Text segment:
──────

Re: Row estimates off by two orders of magnitude with hstore

From: Merlin Moncure <mmoncure(at)gmail(dot)com>
To: Patrick Krecker <patrick(at)judicata(dot)com>
Cc: Josh Berkus <josh(at)agliodbs(dot)com>, postgres performance list <pgsql-performance(at)postgresql(dot)org>
Subject: Re: Row estimates off by two orders of magnitude with hstore
Date: 2015-06-10 22:08:10
Message-ID: CAHyXU0ybx+aCNs3ZceRkRt-KF_tfAVeZ8iWpF1+0HhK_D5FT_Q@mail.gmail.com
Views: Raw Message | Whole Thread | Download mbox | Resend email
Thread:
Lists: pgsql-performance

On Wed, Jun 10, 2015 at 4:37 PM, Patrick Krecker <patrick(at)judicata(dot)com> wrote:
> On Wed, Jun 10, 2015 at 2:08 PM, Merlin Moncure <mmoncure(at)gmail(dot)com> wrote:
>> On Wed, Jun 10, 2015 at 3:55 PM, Patrick Krecker <patrick(at)judicata(dot)com> wrote:
>>> OK. Well, fortunately for us, we have a lot of possible solutions this
>>> problem, and it sounds like actually getting statistics for attributes
>>> ? 'reference' is not realistic. I just wanted to make sure it wasn't
>>> some configuration error on our part.

──────

Data:
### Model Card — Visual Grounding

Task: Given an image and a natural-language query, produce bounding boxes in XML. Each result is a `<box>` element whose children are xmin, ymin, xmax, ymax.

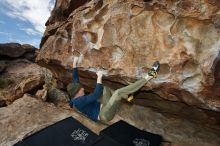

──────

The task: Write out the mailing-list reply about row estimates with hstore from above, word for word and in full, from its first line to its last.

Worked solution:
Re: Row estimates off by two orders of magnitude with hstore

From: Merlin Moncure <mmoncure(at)gmail(dot)com>
To: Patrick Krecker <patrick(at)judicata(dot)com>
Cc: Josh Berkus <josh(at)agliodbs(dot)com>, postgres performance list <pgsql-performance(at)postgresql(dot)org>
Subject: Re: Row estimates off by two orders of magnitude with hstore
Date: 2015-06-10 22:08:10
Message-ID: CAHyXU0ybx+aCNs3ZceRkRt-KF_tfAVeZ8iWpF1+0HhK_D5FT_Q@mail.gmail.com
Views: Raw Message | Whole Thread | Download mbox | Resend email
Thread:
Lists: pgsql-performance

On Wed, Jun 10, 2015 at 4:37 PM, Patrick Krecker <patrick(at)judicata(dot)com> wrote:
> On Wed, Jun 10, 2015 at 2:08 PM, Merlin Moncure <mmoncure(at)gmail(dot)com> wrote:
>> On Wed, Jun 10, 2015 at 3:55 PM, Patrick Krecker <patrick(at)judicata(dot)com> wrote:
>>> OK. Well, fortunately for us, we have a lot of possible solutions this
>>> problem, and it sounds like actually getting statistics for attributes
>>> ? 'reference' is not realistic. I just wanted to make sure it wasn't
>>> some configuration error on our part.